Source text
I love the deceptive simplicity of Varon's work for a partisan reason: for me, her comics represent a very sweet, very genial spit in the eye of the Dubya zeitgeist of fear and isolation. While our leaders torture in the name of freedom and crank up security alerts, we work alone in our cubicles all day and drive home to fall asleep in front of the TV. There's less of what sociologists call social capital, defined by L.J. Hanifan as "those tangible substances [that] count for most in the daily lives of people: namely, good will, fellowship, sympathy, and social intercourse among the individuals and families who make up a social unit." The definitive diagnosis of our shortage of social capital is Bowling Alone: The Collapse and Revival of American Community, where social scientist Robert Putnam spends 500+ pages proving that since the 1960s there's been a massive drop in political, civic and religious participation, and a growth in depression, mistrust and violence among individual citizens. What is Varon's response to all this? She tells stories about a turtle that shares its shell with a freezing bunny; about friends who shop and cook dinner together; and about a sheep and a turtle who build a public pool. A tiny flyer inviting "all species" to swim in the pool was inserted into every copy of Sweaterweather, and though a trip to the beach takes a disastrous turn in Robot Dreams, even that bleak story reaches a conclusion that exemplifies forgiveness and peace. All of Varon's stories remind us that the surest cure for fear and alienation is to hang out with friends, even when they break our heart.
Cynics might claim that Varon's funny animals are too lightweight to bear this interpretation, but lightness is precisely the point. In these heavy times, Varon's fables give us a healing, utopian vision of friendship and community that's lighter than air, and all species--and ages, and genders, and ethnicities--are welcome to share this vision. Everybody into the pool!


Well said. The fact that it is possible to tell a story about loss and guilt and responsibility and solidarity using "funny animals" is one of the things that makes the comics medium so uniquely powerful. Robot Dreams is suitable for children, in that it's simply told and easy to understand, but it's not lightweight by any means. I don't want to say that it's dark, because it's ultimately optimistic, but both Dog and Robot go through a very long Dark Night of the Soul before reaching that final healing.
Something that occurred to me as I was writing Robot Dreams up for a list of recommendations is that none of the creatures have any explicit gender markers. They register as "male" only because we tend to assume that a neutrally-presented character is male unless otherwise specified. I don't know if this was deliberate on Varon's part or not; in any case, it makes her stories even more universal.
Posted by: Katherine F. | February 14, 2008 at 12:27 PM
Katherine, your point about the lack of "explicit gender markers" is exactly right. It's an aspect of Varon's universality I hadn't considered.
And thanks for being too polite to point out that I make the "assuming a character is male" error in my post, when I write that "the dog abandons his friend to the elements." D'Oh!

Raw data
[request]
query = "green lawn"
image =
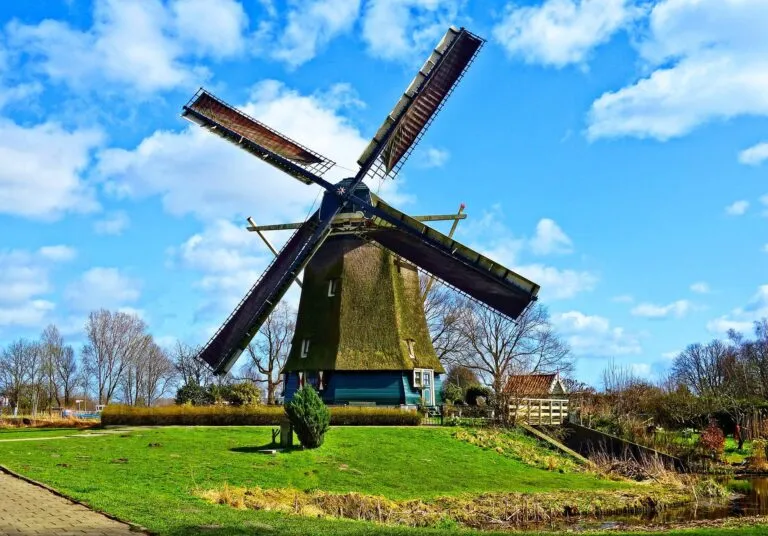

Prompt
For each statement below, say yes or no to whether it agrees with the text about Varon's comics, and quote the words from that text that decide it.
(a) The flyer inviting "all species" to swim in the pool came with every copy of Robot Dreams.
(b) Robert Putnam's Bowling Alone runs to more than 500 pages.
(c) Katherine F. says the creatures in Robot Dreams carry explicit gender markers.

Answer to the problem
(a) No: "A tiny flyer inviting "all species" to swim in the pool was inserted into every copy of Sweaterweather"
(b) Yes: "social scientist Robert Putnam spends 500+ pages proving"
(c) No: "none of the creatures have any explicit gender markers"